# [THE EXERCISE]
Count the lines in the data below that contain the word "detection", and give only the number.

# [DATA PROVIDED]
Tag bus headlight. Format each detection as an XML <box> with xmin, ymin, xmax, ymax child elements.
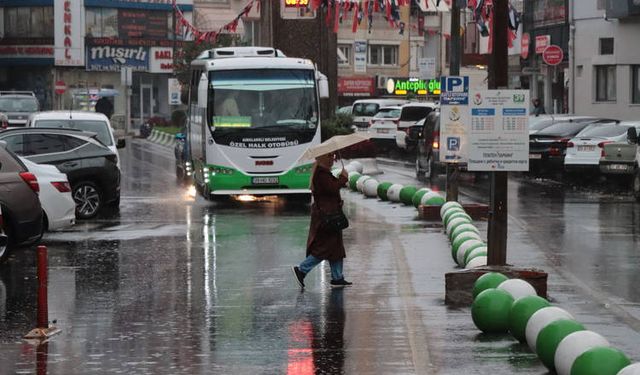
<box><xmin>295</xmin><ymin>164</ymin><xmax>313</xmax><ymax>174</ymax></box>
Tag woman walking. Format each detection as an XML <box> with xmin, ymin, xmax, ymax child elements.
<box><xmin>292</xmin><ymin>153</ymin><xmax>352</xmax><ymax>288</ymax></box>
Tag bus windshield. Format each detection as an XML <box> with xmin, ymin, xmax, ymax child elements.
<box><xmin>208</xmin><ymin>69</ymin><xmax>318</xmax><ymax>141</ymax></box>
==
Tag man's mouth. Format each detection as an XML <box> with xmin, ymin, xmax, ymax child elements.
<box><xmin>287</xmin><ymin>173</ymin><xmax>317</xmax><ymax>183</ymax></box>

# [RESULT]
4